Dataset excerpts
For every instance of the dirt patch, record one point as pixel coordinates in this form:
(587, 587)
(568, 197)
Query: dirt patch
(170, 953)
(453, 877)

What is expected.
After the last line, print all the entries once again, unchanged.

Reply to the exercise.
For every instance of the dirt patch, record one point as pixel coordinates in this form:
(587, 587)
(568, 197)
Query: dirt patch
(170, 953)
(453, 877)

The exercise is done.